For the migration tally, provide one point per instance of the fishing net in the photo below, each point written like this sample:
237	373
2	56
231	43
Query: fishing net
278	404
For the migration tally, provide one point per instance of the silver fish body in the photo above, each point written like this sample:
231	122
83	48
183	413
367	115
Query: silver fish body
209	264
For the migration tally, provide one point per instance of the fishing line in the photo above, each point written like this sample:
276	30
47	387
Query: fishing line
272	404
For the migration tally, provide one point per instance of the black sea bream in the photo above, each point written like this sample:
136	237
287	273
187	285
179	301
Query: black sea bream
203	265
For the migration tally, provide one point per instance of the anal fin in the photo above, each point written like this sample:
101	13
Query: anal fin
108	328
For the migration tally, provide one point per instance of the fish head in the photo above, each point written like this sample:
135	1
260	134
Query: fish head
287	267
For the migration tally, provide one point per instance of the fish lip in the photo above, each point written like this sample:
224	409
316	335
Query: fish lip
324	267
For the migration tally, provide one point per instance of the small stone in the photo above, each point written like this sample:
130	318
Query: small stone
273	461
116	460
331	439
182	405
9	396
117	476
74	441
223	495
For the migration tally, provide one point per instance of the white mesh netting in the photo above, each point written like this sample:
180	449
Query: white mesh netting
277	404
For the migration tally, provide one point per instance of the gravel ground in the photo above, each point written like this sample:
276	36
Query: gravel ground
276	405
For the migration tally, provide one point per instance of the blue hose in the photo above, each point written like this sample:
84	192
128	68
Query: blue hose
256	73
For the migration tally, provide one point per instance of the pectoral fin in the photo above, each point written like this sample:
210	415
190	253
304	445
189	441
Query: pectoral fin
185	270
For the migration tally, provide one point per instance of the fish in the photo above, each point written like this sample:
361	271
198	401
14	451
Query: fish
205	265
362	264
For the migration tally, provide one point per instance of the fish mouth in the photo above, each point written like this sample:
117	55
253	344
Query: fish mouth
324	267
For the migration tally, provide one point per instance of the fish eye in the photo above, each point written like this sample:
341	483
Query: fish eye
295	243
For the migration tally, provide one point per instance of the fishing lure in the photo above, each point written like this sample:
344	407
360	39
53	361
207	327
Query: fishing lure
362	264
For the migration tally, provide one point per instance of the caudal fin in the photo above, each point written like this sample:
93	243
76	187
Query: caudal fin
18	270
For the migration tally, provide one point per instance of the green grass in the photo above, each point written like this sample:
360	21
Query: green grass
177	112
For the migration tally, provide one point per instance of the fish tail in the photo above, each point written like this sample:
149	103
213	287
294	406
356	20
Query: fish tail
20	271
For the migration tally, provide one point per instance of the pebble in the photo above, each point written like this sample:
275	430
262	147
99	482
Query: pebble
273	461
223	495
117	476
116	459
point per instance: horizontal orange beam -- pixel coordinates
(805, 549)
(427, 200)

#####

# AIM OF THE EXERCISE
Transcribe exactly, and only, the lines from the one bearing "the fishing lure" through the last line of the entries, counting both.

# ANSWER IN FULL
For the migration tally, provide one point per instance of the fishing lure in the photo above, each point written like this sample:
344	407
360	39
53	361
207	327
Query: fishing lure
362	264
For the migration tally, provide one point per instance of the caudal fin in the photo above, each point written like this sample:
93	243
76	187
Query: caudal fin
18	270
For the migration tally, provide one point per instance of the green grass in the photo above, each point written like this sample:
360	21
Query: green grass
177	112
For the migration tally, provide one point per instance of the fish tail in the photo above, each point written like this sample:
149	103
213	287
294	406
356	20
Query: fish tail
20	271
For the migration tally, provide one point per instance of the pebble in the photo above, each point written like this sample:
275	430
262	147
99	482
Query: pebble
273	461
223	495
117	476
116	459
point per instance: horizontal orange beam -- pixel coordinates
(805, 549)
(427, 200)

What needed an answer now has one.